-- begin Stored data --

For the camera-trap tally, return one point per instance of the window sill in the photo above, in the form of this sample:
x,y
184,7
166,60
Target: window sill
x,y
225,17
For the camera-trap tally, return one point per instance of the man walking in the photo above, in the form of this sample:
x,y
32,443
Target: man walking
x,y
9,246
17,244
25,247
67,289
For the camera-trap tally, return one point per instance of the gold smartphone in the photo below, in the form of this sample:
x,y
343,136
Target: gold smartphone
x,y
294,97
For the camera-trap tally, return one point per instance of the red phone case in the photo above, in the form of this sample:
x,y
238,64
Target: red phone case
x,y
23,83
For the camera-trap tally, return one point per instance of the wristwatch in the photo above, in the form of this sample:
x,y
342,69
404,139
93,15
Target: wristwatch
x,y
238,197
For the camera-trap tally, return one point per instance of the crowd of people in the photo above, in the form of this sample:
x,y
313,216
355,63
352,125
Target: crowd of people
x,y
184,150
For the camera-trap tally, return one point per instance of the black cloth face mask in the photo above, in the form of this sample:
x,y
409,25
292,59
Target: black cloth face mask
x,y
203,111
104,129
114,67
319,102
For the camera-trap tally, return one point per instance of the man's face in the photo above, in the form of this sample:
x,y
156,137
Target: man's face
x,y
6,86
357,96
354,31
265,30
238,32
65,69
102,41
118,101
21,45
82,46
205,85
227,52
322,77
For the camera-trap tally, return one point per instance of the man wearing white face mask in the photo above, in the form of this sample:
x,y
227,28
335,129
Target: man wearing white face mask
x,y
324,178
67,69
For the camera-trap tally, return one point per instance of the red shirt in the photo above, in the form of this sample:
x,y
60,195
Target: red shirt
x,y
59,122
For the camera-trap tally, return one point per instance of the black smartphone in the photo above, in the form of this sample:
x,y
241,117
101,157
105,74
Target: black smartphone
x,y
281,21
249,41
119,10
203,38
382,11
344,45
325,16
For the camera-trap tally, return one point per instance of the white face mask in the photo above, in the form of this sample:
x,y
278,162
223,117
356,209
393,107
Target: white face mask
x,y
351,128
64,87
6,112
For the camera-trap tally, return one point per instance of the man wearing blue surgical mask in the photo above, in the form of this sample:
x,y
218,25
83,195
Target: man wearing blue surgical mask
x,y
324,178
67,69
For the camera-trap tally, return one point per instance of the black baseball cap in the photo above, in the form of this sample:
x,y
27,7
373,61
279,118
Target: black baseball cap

-- end Stored data --

#### Given request
Turn each line of the listing above into a Markdown table with two columns, Row and Listing line. Number the rows in order and leave out any blank lines.

#### Right answer
| Row | Listing line |
|---|---|
| 1 | For the camera-trap tally, return one point per instance of the window sill in the photo above, in the form of this sample: |
| 2 | x,y |
| 3 | 184,7 |
| 4 | 166,60 |
| 5 | Target: window sill |
| 6 | x,y |
| 7 | 225,17 |
| 8 | For the camera-trap tally, return one point per instance of the man walking in the photo above, in the form of this sample: |
| 9 | x,y |
| 10 | 32,443 |
| 11 | Target: man walking |
| 12 | x,y |
| 13 | 9,246 |
| 14 | 17,244 |
| 15 | 25,247 |
| 16 | 67,289 |
| 17 | For the camera-trap tally, return one point per instance of the gold smartphone in the photo below, in the form of this sample: |
| 18 | x,y |
| 19 | 343,136 |
| 20 | Target: gold smartphone |
| 21 | x,y |
| 22 | 294,97 |
| 23 | For the camera-trap tally, return one point per instance of the red phone case in the photo above, in the form of this sample: |
| 24 | x,y |
| 25 | 238,64 |
| 26 | Target: red phone case |
| 27 | x,y |
| 28 | 23,83 |
| 29 | For the camera-trap tally, return one point per instance of the wristwatch in the photo above, in the form of this sample: |
| 30 | x,y |
| 31 | 342,69 |
| 32 | 404,139 |
| 33 | 93,15 |
| 34 | Target: wristwatch |
| 35 | x,y |
| 36 | 238,197 |
| 37 | For the camera-trap tally, return one point per instance of the crowd of people in the photo above, in the form of this sample: |
| 38 | x,y |
| 39 | 313,216 |
| 40 | 355,63 |
| 41 | 352,125 |
| 42 | Target: crowd of people |
| 43 | x,y |
| 44 | 184,150 |
| 45 | For the camera-trap tally, return one point per instance of the black cloth face mask in the photo above, in the form of this sample: |
| 46 | x,y |
| 47 | 409,25 |
| 48 | 292,59 |
| 49 | Target: black cloth face mask |
| 50 | x,y |
| 51 | 203,111 |
| 52 | 104,129 |
| 53 | 114,67 |
| 54 | 319,102 |
| 55 | For the camera-trap tally, return one point per instance of the man's face in the photo above, in the form of this sample: |
| 56 | x,y |
| 57 | 156,137 |
| 58 | Target: man's face |
| 59 | x,y |
| 60 | 6,86 |
| 61 | 357,96 |
| 62 | 354,31 |
| 63 | 265,30 |
| 64 | 238,32 |
| 65 | 65,69 |
| 66 | 102,41 |
| 67 | 118,101 |
| 68 | 21,45 |
| 69 | 82,46 |
| 70 | 205,85 |
| 71 | 227,52 |
| 72 | 322,77 |
| 73 | For the camera-trap tally, return one point per instance of the man wearing white face mask in the photo above, in the form of this sample: |
| 74 | x,y |
| 75 | 227,28 |
| 76 | 335,129 |
| 77 | Target: man wearing white face mask |
| 78 | x,y |
| 79 | 324,178 |
| 80 | 67,69 |
| 81 | For the camera-trap tally, return one point per instance of the red shirt in the photo above, in the form of this sample: |
| 82 | x,y |
| 83 | 60,195 |
| 84 | Target: red shirt |
| 85 | x,y |
| 86 | 59,122 |
| 87 | For the camera-trap tally, return one point per instance of the black smartphone in the photo above, in the form of this sample: |
| 88 | x,y |
| 89 | 241,117 |
| 90 | 101,157 |
| 91 | 105,74 |
| 92 | Target: black smartphone |
| 93 | x,y |
| 94 | 281,21 |
| 95 | 249,41 |
| 96 | 119,10 |
| 97 | 203,38 |
| 98 | 382,11 |
| 99 | 344,45 |
| 100 | 325,16 |
| 101 | For the camera-trap tally, return one point per instance of the white face mask in the photo above, in the form of this sample: |
| 102 | x,y |
| 103 | 278,162 |
| 104 | 223,117 |
| 105 | 356,209 |
| 106 | 393,107 |
| 107 | Target: white face mask |
| 108 | x,y |
| 109 | 351,128 |
| 110 | 64,87 |
| 111 | 6,112 |
| 112 | For the camera-trap tally, return one point per instance of the man wearing blue surgical mask in the photo above, in the form of this sample: |
| 113 | x,y |
| 114 | 218,25 |
| 115 | 83,195 |
| 116 | Target: man wearing blue surgical mask |
| 117 | x,y |
| 118 | 324,178 |
| 119 | 67,69 |
| 120 | For the camera-trap tally, return one point per instance of the black baseball cap in the photo above, in the form of this sample: |
| 121 | x,y |
| 122 | 27,7 |
| 123 | 373,61 |
| 124 | 279,118 |
| 125 | Target: black baseball cap |